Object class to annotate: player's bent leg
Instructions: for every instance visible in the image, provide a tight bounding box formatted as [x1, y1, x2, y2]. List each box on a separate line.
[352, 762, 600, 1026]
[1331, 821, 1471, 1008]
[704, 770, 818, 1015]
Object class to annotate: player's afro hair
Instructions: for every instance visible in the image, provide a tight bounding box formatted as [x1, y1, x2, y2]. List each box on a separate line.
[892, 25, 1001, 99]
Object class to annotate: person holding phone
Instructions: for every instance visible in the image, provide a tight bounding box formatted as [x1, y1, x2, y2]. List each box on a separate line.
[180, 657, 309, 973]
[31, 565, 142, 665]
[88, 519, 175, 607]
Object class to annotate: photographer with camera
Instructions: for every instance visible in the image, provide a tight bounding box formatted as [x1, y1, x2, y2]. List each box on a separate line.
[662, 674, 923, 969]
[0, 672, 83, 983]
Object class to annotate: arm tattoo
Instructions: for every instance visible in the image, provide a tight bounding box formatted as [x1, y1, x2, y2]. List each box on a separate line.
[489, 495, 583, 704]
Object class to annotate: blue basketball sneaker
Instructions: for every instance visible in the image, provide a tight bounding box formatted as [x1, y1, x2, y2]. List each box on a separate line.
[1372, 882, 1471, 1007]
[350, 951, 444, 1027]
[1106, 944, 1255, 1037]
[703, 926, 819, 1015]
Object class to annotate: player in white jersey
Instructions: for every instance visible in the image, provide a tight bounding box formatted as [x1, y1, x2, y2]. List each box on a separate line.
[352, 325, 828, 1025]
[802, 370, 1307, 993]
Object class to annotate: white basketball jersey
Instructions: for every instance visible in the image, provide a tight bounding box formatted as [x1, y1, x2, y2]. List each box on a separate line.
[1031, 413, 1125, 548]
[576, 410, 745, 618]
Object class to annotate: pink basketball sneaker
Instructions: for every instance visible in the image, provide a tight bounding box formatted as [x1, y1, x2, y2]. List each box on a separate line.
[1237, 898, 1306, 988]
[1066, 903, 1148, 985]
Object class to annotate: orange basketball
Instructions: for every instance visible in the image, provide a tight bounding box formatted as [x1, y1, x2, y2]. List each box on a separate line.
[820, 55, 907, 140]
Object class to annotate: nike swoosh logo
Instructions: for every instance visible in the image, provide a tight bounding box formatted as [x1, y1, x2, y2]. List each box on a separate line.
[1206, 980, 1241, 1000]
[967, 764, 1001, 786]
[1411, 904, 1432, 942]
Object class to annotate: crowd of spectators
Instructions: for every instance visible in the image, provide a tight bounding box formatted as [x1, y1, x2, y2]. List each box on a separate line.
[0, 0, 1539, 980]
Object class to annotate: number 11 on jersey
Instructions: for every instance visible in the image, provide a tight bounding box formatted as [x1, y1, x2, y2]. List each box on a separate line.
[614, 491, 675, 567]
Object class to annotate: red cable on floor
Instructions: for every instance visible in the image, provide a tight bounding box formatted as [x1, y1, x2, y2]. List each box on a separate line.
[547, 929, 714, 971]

_Work to complete_. The string "jersey" may appear in lines of the entries above. Say how many such lines there are, as a number only.

_Solution_. 3